--- Records shown Enclosed Below ---

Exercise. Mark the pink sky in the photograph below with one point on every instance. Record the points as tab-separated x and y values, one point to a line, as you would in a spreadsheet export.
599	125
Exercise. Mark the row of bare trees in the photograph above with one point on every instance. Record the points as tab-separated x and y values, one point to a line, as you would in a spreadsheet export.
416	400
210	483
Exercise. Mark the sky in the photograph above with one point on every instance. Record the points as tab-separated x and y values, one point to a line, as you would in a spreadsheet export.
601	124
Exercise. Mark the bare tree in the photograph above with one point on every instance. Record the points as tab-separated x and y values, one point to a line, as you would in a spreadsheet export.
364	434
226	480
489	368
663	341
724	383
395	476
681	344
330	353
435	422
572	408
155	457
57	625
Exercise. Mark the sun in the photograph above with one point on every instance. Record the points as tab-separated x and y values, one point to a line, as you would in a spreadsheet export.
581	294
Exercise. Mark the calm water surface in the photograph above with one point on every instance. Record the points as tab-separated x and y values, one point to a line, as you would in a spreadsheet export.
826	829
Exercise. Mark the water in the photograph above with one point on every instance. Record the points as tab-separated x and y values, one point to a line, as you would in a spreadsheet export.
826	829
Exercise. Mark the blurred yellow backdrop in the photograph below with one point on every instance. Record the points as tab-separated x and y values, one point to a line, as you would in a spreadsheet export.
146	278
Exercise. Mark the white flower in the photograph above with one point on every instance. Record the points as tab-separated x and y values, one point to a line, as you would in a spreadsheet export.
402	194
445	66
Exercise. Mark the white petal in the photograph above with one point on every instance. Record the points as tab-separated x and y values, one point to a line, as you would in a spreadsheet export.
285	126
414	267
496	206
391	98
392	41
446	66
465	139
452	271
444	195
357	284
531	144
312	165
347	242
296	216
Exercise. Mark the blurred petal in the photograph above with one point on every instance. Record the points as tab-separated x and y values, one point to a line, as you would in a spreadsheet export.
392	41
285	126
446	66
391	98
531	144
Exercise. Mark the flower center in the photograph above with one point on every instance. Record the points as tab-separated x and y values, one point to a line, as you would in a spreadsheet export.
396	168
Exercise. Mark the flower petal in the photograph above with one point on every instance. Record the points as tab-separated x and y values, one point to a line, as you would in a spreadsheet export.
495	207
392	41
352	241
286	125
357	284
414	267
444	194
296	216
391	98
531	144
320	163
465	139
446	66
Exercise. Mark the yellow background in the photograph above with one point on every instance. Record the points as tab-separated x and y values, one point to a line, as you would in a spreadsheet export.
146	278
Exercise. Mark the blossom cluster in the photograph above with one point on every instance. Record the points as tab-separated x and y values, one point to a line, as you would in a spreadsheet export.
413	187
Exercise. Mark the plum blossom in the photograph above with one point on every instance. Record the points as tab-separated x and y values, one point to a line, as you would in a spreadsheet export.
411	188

--- End of Enclosed Records shown ---

__Problem requirements__.
All of the data above should be written out again word for word.

__Exercise solution__.
Exercise. Mark the pink sky in the photograph below with one point on every instance. Record the points as tab-separated x and y values, one point to a line, as you would in a spreadsheet export.
599	125
Exercise. Mark the row of bare trees in the photograph above with one point on every instance. Record the points as tab-separated x and y values, one point to a line, as you would in a spreadsheet export.
416	400
210	483
Exercise. Mark the sky in the photograph above with one point on every instance. Record the points as tab-separated x and y values, one point to a line, as you would in a spreadsheet export.
601	124
Exercise. Mark the bare tree in the photograph above with one point on every instance. Record the points as tab-separated x and y values, one point to a line, as you would in a spreadsheet export.
364	434
226	480
489	368
663	341
724	383
395	476
681	344
330	353
435	422
572	408
155	457
57	625
Exercise. Mark the sun in the photograph above with one point on every instance. Record the points as tab-separated x and y values, one point to a line, as you would in a spreadsheet export.
581	294
Exercise. Mark the calm water surface in the photograph above with one point on every instance. Record the points as tab-separated x and y values, one point to a line, as you would in a spreadsheet export.
826	829
Exercise. Mark the water in the photograph above with one point on every instance. Record the points as tab-separated x and y values, one point to a line, as you would in a spreadsheet export.
826	829
Exercise. Mark the blurred yellow backdrop in the photograph below with one point on every instance. Record the points as tab-separated x and y values, one point to a line, as you would in a spreadsheet export.
146	278
Exercise. Mark the white flower in the photograph above with one point on every instance. Record the points as tab-separated x and y values, one point to a line, as you would in a spreadsheet export.
402	194
445	66
Exercise. Mark the white petal in the photograph above with one point on every instance. Record the points as tab-separated x and y values, one point to a line, as you would in a spreadsheet export.
285	126
414	267
496	206
391	98
392	41
446	66
465	139
452	271
444	195
357	284
531	144
312	165
347	242
296	216
Exercise. Mark the blurred petal in the photograph above with one point on every instance. Record the points as tab-separated x and y values, one point to a line, as you would in a spreadsheet export.
392	41
285	126
446	66
391	98
531	144
Exercise. Mark the flower center in the photograph above with one point on every instance. Record the points as tab-separated x and y values, one point to a line, as you would in a spreadsheet export.
396	168
Exercise. Mark the flower petal in the photograph above with one point on every instance. Record the points as tab-separated x and y values, one point to a line, as you would in a spreadsheet export.
495	207
392	41
352	241
286	125
357	284
414	267
444	194
296	216
391	98
531	144
320	163
465	139
446	66
Exercise. Mark the yellow background in the photograph above with one point on every instance. Record the points as tab-separated x and y values, one point to a line, as you would in a spreadsheet export.
146	278
Exercise. Mark the blossom cluster in the photograph above with one point on every instance. Record the points as tab-separated x and y values, one point to a line, as you would in a spreadsheet export.
413	187
Exercise. Mark the plum blossom in the photograph above with one point on every instance. Record the points as tab-separated x and y values, one point to a line, as you would in a spreadsheet export.
411	188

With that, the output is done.